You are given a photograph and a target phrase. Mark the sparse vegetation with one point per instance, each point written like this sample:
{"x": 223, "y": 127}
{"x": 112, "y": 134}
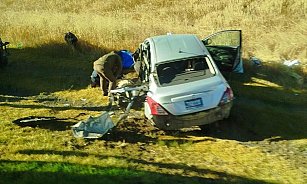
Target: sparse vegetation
{"x": 264, "y": 140}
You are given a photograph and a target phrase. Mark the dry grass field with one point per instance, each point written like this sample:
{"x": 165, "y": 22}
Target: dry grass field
{"x": 264, "y": 140}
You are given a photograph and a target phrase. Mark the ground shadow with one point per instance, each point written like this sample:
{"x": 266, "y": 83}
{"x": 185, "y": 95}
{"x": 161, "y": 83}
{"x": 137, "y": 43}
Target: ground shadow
{"x": 50, "y": 123}
{"x": 110, "y": 174}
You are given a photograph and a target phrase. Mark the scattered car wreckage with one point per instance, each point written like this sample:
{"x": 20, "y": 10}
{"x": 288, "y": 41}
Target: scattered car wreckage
{"x": 181, "y": 79}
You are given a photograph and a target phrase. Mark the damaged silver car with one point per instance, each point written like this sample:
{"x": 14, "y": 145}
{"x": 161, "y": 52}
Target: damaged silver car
{"x": 186, "y": 86}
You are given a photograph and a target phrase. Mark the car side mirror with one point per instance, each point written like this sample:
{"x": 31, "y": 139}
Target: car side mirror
{"x": 207, "y": 41}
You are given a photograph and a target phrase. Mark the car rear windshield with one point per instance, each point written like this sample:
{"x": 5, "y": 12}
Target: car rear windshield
{"x": 183, "y": 71}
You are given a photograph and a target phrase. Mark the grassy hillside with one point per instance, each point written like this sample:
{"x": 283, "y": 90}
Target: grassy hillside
{"x": 272, "y": 29}
{"x": 263, "y": 141}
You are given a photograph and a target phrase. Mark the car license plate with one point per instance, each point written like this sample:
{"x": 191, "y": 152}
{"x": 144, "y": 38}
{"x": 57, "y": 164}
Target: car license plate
{"x": 194, "y": 103}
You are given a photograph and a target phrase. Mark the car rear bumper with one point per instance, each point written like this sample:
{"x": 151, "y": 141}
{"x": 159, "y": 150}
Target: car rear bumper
{"x": 172, "y": 122}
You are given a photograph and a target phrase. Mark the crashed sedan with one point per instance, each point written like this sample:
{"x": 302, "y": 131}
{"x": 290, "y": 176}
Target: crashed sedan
{"x": 186, "y": 86}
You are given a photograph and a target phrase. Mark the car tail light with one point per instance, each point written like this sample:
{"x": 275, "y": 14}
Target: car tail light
{"x": 227, "y": 96}
{"x": 156, "y": 108}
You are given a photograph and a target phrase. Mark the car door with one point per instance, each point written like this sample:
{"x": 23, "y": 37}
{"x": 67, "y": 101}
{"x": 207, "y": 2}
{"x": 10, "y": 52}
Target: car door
{"x": 225, "y": 49}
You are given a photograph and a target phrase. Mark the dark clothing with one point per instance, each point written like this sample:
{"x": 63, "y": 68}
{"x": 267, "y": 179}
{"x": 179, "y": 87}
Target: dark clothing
{"x": 108, "y": 67}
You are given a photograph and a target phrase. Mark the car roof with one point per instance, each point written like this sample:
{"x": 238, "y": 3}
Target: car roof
{"x": 175, "y": 46}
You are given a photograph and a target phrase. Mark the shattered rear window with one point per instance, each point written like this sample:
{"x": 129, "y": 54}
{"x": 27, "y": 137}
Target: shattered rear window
{"x": 183, "y": 71}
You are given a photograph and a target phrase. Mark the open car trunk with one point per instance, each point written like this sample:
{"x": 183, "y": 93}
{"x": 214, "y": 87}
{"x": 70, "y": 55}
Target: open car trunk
{"x": 225, "y": 49}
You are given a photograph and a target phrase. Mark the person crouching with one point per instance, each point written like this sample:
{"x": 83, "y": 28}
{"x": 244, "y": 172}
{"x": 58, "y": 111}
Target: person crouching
{"x": 109, "y": 68}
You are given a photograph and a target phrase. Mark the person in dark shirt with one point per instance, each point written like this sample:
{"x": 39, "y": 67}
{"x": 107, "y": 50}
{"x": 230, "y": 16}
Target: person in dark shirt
{"x": 108, "y": 67}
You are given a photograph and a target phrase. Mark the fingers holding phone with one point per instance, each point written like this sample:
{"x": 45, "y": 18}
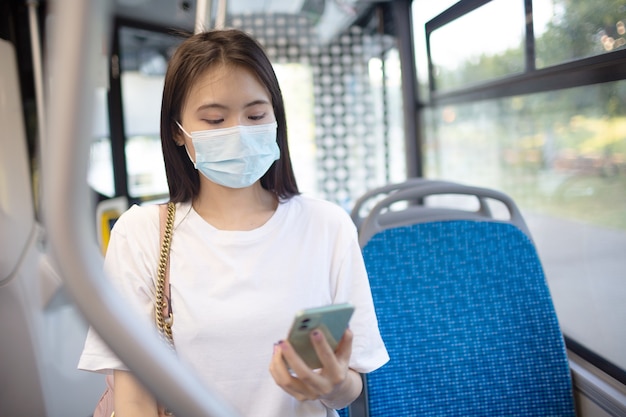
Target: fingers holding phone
{"x": 314, "y": 359}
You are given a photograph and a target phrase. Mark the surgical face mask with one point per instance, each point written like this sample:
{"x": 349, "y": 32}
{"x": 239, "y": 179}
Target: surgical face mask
{"x": 235, "y": 157}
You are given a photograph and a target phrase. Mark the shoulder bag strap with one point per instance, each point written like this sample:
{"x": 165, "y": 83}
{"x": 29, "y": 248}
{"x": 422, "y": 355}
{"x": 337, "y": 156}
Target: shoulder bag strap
{"x": 163, "y": 307}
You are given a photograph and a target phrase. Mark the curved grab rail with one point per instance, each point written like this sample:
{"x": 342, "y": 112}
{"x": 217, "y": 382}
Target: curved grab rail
{"x": 372, "y": 224}
{"x": 68, "y": 219}
{"x": 389, "y": 189}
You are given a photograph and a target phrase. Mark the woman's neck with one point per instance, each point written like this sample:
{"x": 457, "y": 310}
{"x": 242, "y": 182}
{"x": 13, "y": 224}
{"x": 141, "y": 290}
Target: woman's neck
{"x": 235, "y": 209}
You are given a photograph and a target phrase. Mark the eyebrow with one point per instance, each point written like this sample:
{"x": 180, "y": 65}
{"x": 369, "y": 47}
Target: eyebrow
{"x": 223, "y": 107}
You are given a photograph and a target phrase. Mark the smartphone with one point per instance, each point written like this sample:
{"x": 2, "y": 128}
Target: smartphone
{"x": 332, "y": 320}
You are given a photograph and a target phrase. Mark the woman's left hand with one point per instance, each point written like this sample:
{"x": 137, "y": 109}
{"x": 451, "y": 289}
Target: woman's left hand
{"x": 335, "y": 384}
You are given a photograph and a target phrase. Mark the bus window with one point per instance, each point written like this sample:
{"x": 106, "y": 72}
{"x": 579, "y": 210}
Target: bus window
{"x": 560, "y": 151}
{"x": 143, "y": 61}
{"x": 100, "y": 174}
{"x": 565, "y": 31}
{"x": 490, "y": 37}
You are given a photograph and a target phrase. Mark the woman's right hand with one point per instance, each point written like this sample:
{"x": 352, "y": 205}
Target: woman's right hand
{"x": 131, "y": 398}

···

What is being asked »
Render every line of the material above as a Markdown table with the columns Row and Text, numbering each row and skipping blank lines. Leave the pictures out.

Written answer »
| Row | Text |
|---|---|
| 1 | You are given a photograph and a target phrase. Mark the sparse vegetation with one point per instance, each point written like this sample: |
| 2 | {"x": 223, "y": 127} |
| 3 | {"x": 112, "y": 134} |
| 4 | Target: sparse vegetation |
| 5 | {"x": 264, "y": 140} |
| 6 | You are given a photograph and a target phrase. Mark the dry grass field with one point per instance, each point written like this sample: |
| 7 | {"x": 165, "y": 22} |
| 8 | Target: dry grass field |
| 9 | {"x": 264, "y": 140} |
| 10 | You are given a photograph and a target phrase. Mark the ground shadow with one point per instance, each point written like this sample: |
| 11 | {"x": 266, "y": 83} |
| 12 | {"x": 185, "y": 95} |
| 13 | {"x": 161, "y": 83} |
| 14 | {"x": 137, "y": 43} |
| 15 | Target: ground shadow |
| 16 | {"x": 50, "y": 123} |
| 17 | {"x": 110, "y": 174} |
| 18 | You are given a photograph and a target phrase. Mark the scattered car wreckage with one point per instance, each point written like this sample: |
| 19 | {"x": 20, "y": 10} |
| 20 | {"x": 288, "y": 41} |
| 21 | Target: scattered car wreckage |
| 22 | {"x": 181, "y": 79} |
| 23 | You are given a photograph and a target phrase. Mark the damaged silver car with one point per instance, each point written like this sample: |
| 24 | {"x": 14, "y": 145} |
| 25 | {"x": 161, "y": 52} |
| 26 | Target: damaged silver car |
| 27 | {"x": 186, "y": 86} |
| 28 | You are given a photograph and a target phrase. Mark the car side mirror with one point per instance, each point written like this sample: |
| 29 | {"x": 31, "y": 139} |
| 30 | Target: car side mirror |
| 31 | {"x": 207, "y": 41} |
| 32 | You are given a photograph and a target phrase. Mark the car rear windshield with one point per instance, each point written like this sample: |
| 33 | {"x": 5, "y": 12} |
| 34 | Target: car rear windshield |
| 35 | {"x": 183, "y": 71} |
| 36 | You are given a photograph and a target phrase. Mark the grassy hillside with one point per instance, each point written like this sample: |
| 37 | {"x": 283, "y": 90} |
| 38 | Target: grassy hillside |
| 39 | {"x": 272, "y": 29} |
| 40 | {"x": 263, "y": 141} |
| 41 | You are given a photograph and a target phrase. Mark the car license plate with one point per instance, each point written like this sample: |
| 42 | {"x": 191, "y": 152} |
| 43 | {"x": 144, "y": 38} |
| 44 | {"x": 57, "y": 164} |
| 45 | Target: car license plate |
| 46 | {"x": 194, "y": 103} |
| 47 | You are given a photograph and a target phrase. Mark the car rear bumper with one point per instance, each point written like this sample: |
| 48 | {"x": 151, "y": 141} |
| 49 | {"x": 159, "y": 150} |
| 50 | Target: car rear bumper |
| 51 | {"x": 172, "y": 122} |
| 52 | You are given a photograph and a target phrase. Mark the crashed sedan with one point per instance, each point written like this sample: |
| 53 | {"x": 302, "y": 131} |
| 54 | {"x": 290, "y": 176} |
| 55 | Target: crashed sedan |
| 56 | {"x": 186, "y": 86} |
| 57 | You are given a photograph and a target phrase. Mark the car tail light with one point per instance, each point written like this sample: |
| 58 | {"x": 275, "y": 14} |
| 59 | Target: car tail light |
| 60 | {"x": 227, "y": 96} |
| 61 | {"x": 156, "y": 108} |
| 62 | You are given a photograph and a target phrase. Mark the car door with one point per instance, each point written like this sample: |
| 63 | {"x": 23, "y": 37} |
| 64 | {"x": 67, "y": 101} |
| 65 | {"x": 207, "y": 2} |
| 66 | {"x": 10, "y": 52} |
| 67 | Target: car door |
| 68 | {"x": 225, "y": 49} |
| 69 | You are given a photograph and a target phrase. Mark the dark clothing with one point per instance, each point written like this sample: |
| 70 | {"x": 63, "y": 68} |
| 71 | {"x": 267, "y": 179} |
| 72 | {"x": 179, "y": 87} |
| 73 | Target: dark clothing |
| 74 | {"x": 108, "y": 67} |
| 75 | You are given a photograph and a target phrase. Mark the car roof with one point per instance, each point written like this sample: |
| 76 | {"x": 238, "y": 3} |
| 77 | Target: car roof |
| 78 | {"x": 175, "y": 46} |
| 79 | You are given a photograph and a target phrase. Mark the shattered rear window with one point per instance, each point written like this sample: |
| 80 | {"x": 129, "y": 54} |
| 81 | {"x": 27, "y": 137} |
| 82 | Target: shattered rear window |
| 83 | {"x": 183, "y": 71} |
| 84 | You are given a photograph and a target phrase. Mark the open car trunk with one point per instance, each point written like this sample: |
| 85 | {"x": 183, "y": 93} |
| 86 | {"x": 214, "y": 87} |
| 87 | {"x": 70, "y": 55} |
| 88 | Target: open car trunk |
| 89 | {"x": 225, "y": 49} |
| 90 | You are given a photograph and a target phrase. Mark the person crouching with one point per instance, each point written like this sample: |
| 91 | {"x": 83, "y": 28} |
| 92 | {"x": 244, "y": 172} |
| 93 | {"x": 58, "y": 111} |
| 94 | Target: person crouching |
| 95 | {"x": 109, "y": 68} |
| 96 | You are given a photograph and a target phrase. Mark the person in dark shirt with one point per instance, each point written like this sample: |
| 97 | {"x": 39, "y": 67} |
| 98 | {"x": 107, "y": 50} |
| 99 | {"x": 230, "y": 16} |
| 100 | Target: person in dark shirt |
| 101 | {"x": 108, "y": 67} |
| 102 | You are given a photograph and a target phrase. Mark the fingers holding phone with one point per instance, each point written like this sample: |
| 103 | {"x": 45, "y": 18} |
| 104 | Target: fingers holding phone |
| 105 | {"x": 314, "y": 359} |
| 106 | You are given a photograph and a target phrase. Mark the surgical face mask with one point per instance, each point written like this sample: |
| 107 | {"x": 349, "y": 32} |
| 108 | {"x": 239, "y": 179} |
| 109 | Target: surgical face mask |
| 110 | {"x": 235, "y": 157} |
| 111 | You are given a photograph and a target phrase. Mark the shoulder bag strap with one point per instance, each point written like this sample: |
| 112 | {"x": 165, "y": 83} |
| 113 | {"x": 29, "y": 248} |
| 114 | {"x": 422, "y": 355} |
| 115 | {"x": 337, "y": 156} |
| 116 | Target: shoulder bag strap |
| 117 | {"x": 163, "y": 307} |
| 118 | You are given a photograph and a target phrase. Mark the curved grab rail with one point per instance, each point written like this sample: |
| 119 | {"x": 342, "y": 112} |
| 120 | {"x": 217, "y": 382} |
| 121 | Target: curved grab rail |
| 122 | {"x": 372, "y": 224} |
| 123 | {"x": 68, "y": 219} |
| 124 | {"x": 389, "y": 189} |
| 125 | You are given a photograph and a target phrase. Mark the woman's neck with one point per instance, each point written like this sample: |
| 126 | {"x": 457, "y": 310} |
| 127 | {"x": 242, "y": 182} |
| 128 | {"x": 13, "y": 224} |
| 129 | {"x": 141, "y": 290} |
| 130 | Target: woman's neck |
| 131 | {"x": 235, "y": 209} |
| 132 | You are given a photograph and a target phrase. Mark the eyebrow with one point per instance, each point written like this sample: |
| 133 | {"x": 180, "y": 65} |
| 134 | {"x": 369, "y": 47} |
| 135 | Target: eyebrow |
| 136 | {"x": 223, "y": 107} |
| 137 | You are given a photograph and a target phrase. Mark the smartphone with one point per instance, each point written like this sample: |
| 138 | {"x": 2, "y": 128} |
| 139 | Target: smartphone |
| 140 | {"x": 332, "y": 320} |
| 141 | You are given a photograph and a target phrase. Mark the woman's left hand with one point per instance, each point written like this sample: |
| 142 | {"x": 137, "y": 109} |
| 143 | {"x": 451, "y": 289} |
| 144 | Target: woman's left hand |
| 145 | {"x": 335, "y": 384} |
| 146 | You are given a photograph and a target phrase. Mark the bus window with one point per instance, each point written like this sample: |
| 147 | {"x": 106, "y": 72} |
| 148 | {"x": 579, "y": 210} |
| 149 | Target: bus window |
| 150 | {"x": 560, "y": 151} |
| 151 | {"x": 143, "y": 61} |
| 152 | {"x": 100, "y": 174} |
| 153 | {"x": 565, "y": 31} |
| 154 | {"x": 490, "y": 37} |
| 155 | You are given a photograph and a target phrase. Mark the woman's right hand with one point per instance, each point written like this sample: |
| 156 | {"x": 352, "y": 205} |
| 157 | Target: woman's right hand |
| 158 | {"x": 131, "y": 398} |